_Problem to work on_:
Quote the following lines word for word, keeping every character and line break unchanged.

[Saved entries]
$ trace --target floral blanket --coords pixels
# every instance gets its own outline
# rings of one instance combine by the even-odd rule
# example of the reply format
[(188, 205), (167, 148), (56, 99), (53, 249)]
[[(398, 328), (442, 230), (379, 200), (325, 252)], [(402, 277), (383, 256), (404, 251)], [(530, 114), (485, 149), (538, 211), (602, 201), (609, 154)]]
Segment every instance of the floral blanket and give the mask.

_Output below_:
$ trace --target floral blanket --coords pixels
# every instance gets its own outline
# rings of one instance combine by the even-odd rule
# example of the reply format
[(188, 205), (167, 148), (56, 99), (53, 249)]
[[(398, 328), (442, 230), (379, 200), (325, 252)], [(402, 277), (383, 256), (404, 251)], [(530, 114), (485, 149), (538, 211), (602, 201), (609, 154)]]
Segment every instance of the floral blanket and give the mask.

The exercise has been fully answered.